* Problem:
The answer must consist solely of the lines from the one containing "Target: eyelash" to the end of the entries below, repeated exactly.

* Records contained in a dataset:
§

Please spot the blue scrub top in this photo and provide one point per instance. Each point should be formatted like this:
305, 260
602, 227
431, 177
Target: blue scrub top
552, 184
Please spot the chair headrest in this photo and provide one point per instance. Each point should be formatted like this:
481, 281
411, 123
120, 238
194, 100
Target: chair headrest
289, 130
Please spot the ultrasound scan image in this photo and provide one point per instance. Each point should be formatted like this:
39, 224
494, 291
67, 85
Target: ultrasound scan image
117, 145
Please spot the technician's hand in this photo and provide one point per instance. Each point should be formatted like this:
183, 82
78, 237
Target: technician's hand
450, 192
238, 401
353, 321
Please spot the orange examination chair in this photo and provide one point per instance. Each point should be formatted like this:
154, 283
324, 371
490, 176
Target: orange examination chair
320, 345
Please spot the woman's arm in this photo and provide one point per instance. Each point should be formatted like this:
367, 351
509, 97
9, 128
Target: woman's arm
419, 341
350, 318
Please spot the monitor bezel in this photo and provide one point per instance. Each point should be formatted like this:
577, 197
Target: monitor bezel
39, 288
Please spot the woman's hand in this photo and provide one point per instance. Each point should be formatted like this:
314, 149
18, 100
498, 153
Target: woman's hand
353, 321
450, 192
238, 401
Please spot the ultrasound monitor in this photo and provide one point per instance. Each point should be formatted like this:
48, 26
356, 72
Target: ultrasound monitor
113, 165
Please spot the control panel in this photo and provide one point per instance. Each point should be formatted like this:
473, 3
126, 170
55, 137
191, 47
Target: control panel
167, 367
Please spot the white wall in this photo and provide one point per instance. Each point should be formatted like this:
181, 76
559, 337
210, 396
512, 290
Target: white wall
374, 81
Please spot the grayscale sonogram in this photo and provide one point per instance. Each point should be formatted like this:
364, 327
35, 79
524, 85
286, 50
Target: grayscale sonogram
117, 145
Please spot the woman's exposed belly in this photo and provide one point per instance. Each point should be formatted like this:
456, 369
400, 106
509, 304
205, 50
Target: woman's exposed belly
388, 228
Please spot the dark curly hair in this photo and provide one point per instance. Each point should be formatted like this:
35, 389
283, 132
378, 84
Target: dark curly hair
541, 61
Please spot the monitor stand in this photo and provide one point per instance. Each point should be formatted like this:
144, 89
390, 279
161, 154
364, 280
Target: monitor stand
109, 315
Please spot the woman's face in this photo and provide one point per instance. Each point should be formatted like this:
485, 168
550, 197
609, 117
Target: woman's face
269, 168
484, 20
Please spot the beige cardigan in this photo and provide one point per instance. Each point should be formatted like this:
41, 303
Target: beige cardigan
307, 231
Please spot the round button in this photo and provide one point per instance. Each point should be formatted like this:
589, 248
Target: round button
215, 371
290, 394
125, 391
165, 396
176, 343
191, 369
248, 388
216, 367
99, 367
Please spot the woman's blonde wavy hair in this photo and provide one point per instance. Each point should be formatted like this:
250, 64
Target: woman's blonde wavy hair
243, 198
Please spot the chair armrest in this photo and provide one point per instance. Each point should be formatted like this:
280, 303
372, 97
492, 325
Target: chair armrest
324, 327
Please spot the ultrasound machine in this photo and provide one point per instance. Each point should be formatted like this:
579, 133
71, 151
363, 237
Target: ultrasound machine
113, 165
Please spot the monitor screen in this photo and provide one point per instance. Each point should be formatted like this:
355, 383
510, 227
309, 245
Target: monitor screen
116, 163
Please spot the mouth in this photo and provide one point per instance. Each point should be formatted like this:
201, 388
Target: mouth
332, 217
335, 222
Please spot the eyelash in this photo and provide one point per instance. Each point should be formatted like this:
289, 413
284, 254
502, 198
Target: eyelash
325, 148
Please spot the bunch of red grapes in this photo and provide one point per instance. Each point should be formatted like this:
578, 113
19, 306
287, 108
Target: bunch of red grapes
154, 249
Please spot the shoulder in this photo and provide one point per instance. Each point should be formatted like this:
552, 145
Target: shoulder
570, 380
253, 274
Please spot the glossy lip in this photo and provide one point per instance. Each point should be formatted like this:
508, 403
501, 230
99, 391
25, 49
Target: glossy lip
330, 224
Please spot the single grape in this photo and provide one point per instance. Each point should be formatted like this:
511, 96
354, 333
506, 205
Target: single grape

§

* Answer box:
Target: eyelash
325, 148
Please spot the bunch of red grapes in this photo and provide one point per instance. Each point should be formatted like this:
578, 113
19, 306
287, 108
Target: bunch of red grapes
154, 249
Please spot the shoulder in this photo and provide one point per instance. Each point should be formatted like this:
552, 145
Target: shoulder
570, 380
253, 274
Please spot the glossy lip in this photo and provide one point per instance. Each point should be formatted like this:
508, 403
501, 230
99, 391
25, 49
Target: glossy lip
330, 224
Please spot the single grape in this photo and provide one point per instance. Each point should be formatted like this:
511, 96
354, 333
506, 205
Target: single grape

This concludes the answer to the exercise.